=== SOURCE RECORDS ===

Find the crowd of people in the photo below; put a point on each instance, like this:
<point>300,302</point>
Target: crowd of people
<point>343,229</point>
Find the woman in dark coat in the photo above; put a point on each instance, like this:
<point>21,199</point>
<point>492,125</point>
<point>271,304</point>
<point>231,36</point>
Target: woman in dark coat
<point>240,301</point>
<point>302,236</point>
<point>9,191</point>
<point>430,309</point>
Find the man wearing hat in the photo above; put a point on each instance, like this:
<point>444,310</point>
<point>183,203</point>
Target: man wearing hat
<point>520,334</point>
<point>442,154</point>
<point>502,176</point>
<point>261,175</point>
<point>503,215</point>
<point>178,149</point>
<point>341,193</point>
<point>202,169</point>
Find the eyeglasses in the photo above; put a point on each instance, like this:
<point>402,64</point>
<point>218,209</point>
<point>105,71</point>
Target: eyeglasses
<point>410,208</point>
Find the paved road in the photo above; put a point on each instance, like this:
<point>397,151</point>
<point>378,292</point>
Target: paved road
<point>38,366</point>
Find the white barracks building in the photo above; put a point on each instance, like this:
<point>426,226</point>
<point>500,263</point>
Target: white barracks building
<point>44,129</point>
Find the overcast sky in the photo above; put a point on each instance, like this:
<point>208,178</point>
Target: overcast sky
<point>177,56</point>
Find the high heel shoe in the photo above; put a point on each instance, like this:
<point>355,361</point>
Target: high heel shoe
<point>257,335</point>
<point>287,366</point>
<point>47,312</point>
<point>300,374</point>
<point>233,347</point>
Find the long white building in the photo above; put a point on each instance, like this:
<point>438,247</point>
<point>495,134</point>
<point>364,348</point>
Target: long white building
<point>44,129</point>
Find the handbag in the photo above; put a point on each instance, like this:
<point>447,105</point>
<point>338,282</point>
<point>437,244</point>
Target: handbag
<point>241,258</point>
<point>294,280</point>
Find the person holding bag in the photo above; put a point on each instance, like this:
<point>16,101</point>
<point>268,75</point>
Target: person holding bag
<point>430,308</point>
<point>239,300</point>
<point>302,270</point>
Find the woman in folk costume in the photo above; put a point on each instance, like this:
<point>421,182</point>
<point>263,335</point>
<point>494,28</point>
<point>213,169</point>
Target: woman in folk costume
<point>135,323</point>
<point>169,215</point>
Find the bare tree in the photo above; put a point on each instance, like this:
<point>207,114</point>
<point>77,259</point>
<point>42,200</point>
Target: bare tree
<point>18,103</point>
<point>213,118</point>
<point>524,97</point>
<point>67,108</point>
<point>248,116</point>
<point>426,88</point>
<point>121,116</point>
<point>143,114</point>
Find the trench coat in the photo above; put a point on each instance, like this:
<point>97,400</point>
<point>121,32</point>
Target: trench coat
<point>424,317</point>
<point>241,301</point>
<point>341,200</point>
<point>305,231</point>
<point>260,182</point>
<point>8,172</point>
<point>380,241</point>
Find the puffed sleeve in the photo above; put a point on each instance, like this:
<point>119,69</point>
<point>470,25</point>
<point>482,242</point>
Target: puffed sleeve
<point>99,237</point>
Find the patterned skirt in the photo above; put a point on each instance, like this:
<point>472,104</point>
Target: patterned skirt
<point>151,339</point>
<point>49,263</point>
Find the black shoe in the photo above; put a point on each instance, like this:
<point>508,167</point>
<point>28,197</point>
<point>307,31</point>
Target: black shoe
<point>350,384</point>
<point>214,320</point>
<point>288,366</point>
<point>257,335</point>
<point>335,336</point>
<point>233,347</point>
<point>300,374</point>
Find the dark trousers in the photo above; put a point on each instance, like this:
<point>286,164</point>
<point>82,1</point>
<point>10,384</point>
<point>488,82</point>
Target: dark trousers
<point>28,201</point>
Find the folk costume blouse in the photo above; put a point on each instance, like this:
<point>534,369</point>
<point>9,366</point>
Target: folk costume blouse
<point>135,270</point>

===

[WHAT YOU WILL DO] Reproduce all of the items above verbatim, keeping every line unchanged.

[RESPONSE BELOW]
Find the crowd of people in the photo below; put a point on each instance, like this:
<point>300,302</point>
Target: crowd of people
<point>343,229</point>
Find the woman in dark coat in the photo above; put a point on each instance, like this:
<point>21,199</point>
<point>492,125</point>
<point>271,304</point>
<point>231,36</point>
Target: woman in dark coat
<point>240,301</point>
<point>302,236</point>
<point>9,191</point>
<point>430,309</point>
Find the man wearing hat in the photo above; put a point on each instance, like this:
<point>444,310</point>
<point>183,203</point>
Target: man wearing hat
<point>520,334</point>
<point>442,154</point>
<point>502,176</point>
<point>261,175</point>
<point>503,215</point>
<point>178,149</point>
<point>341,193</point>
<point>202,169</point>
Find the eyeglasses in the photo above; put a point on each instance, like this:
<point>402,64</point>
<point>218,209</point>
<point>105,71</point>
Target: eyeglasses
<point>410,208</point>
Find the paved road in the photo above; put a point on each instance, like this:
<point>397,151</point>
<point>378,292</point>
Target: paved road
<point>38,366</point>
Find the white barracks building in the photo above; put a point on each instance, like this:
<point>426,226</point>
<point>500,263</point>
Target: white barracks building
<point>44,129</point>
Find the overcast sky in the photo above; put a point on each instance, like this:
<point>208,178</point>
Target: overcast sky
<point>177,56</point>
Find the high heel shoe in the photo above; put a point on each instance, like this:
<point>355,361</point>
Target: high heel shoe
<point>257,335</point>
<point>287,366</point>
<point>47,312</point>
<point>300,374</point>
<point>233,347</point>
Find the long white building in the photo above; put a point on each instance, like this:
<point>438,247</point>
<point>495,134</point>
<point>364,348</point>
Target: long white building
<point>44,129</point>
Find the handbag in the photo above; put a point on each instance, like this:
<point>447,105</point>
<point>338,282</point>
<point>437,244</point>
Target: handbag
<point>241,258</point>
<point>294,280</point>
Find the person holding bag in the photo above; put a point on each instance, like this:
<point>16,101</point>
<point>268,75</point>
Target: person holding bag
<point>430,308</point>
<point>239,300</point>
<point>302,270</point>
Find the woman in folk costume in the photo above; put a point on each instance, like this:
<point>421,182</point>
<point>263,335</point>
<point>494,28</point>
<point>213,169</point>
Target: woman in folk costume
<point>135,323</point>
<point>169,215</point>
Find the bare tree in the photo above; put a point on each instance, like this:
<point>207,114</point>
<point>77,259</point>
<point>42,200</point>
Target: bare tree
<point>18,103</point>
<point>213,118</point>
<point>524,97</point>
<point>67,108</point>
<point>248,116</point>
<point>426,88</point>
<point>121,116</point>
<point>143,114</point>
Find the trench coat in the photo above; put a point on each instance, like this:
<point>97,400</point>
<point>121,32</point>
Target: trench coat
<point>424,317</point>
<point>241,301</point>
<point>341,200</point>
<point>305,231</point>
<point>260,182</point>
<point>8,172</point>
<point>380,241</point>
Find the puffed sleeve in the photo above; put a point on each instance, like this:
<point>119,69</point>
<point>470,25</point>
<point>482,242</point>
Target: puffed sleeve
<point>99,237</point>
Find the patterned skirt in the photo above; put a point on each instance, like this:
<point>472,104</point>
Target: patterned skirt
<point>151,339</point>
<point>49,263</point>
Find the black shoe in the photo above; put a point on each instance, like this:
<point>508,167</point>
<point>28,197</point>
<point>307,31</point>
Target: black shoe
<point>350,384</point>
<point>214,320</point>
<point>288,366</point>
<point>257,335</point>
<point>335,336</point>
<point>233,347</point>
<point>300,374</point>
Find the dark trousers in the photo above; put a point on each instance, like this:
<point>286,164</point>
<point>82,1</point>
<point>10,384</point>
<point>488,82</point>
Target: dark trousers
<point>28,201</point>
Find the folk costume blouse in the photo above; put a point on each instance, like this:
<point>534,369</point>
<point>9,366</point>
Target: folk costume blouse
<point>135,270</point>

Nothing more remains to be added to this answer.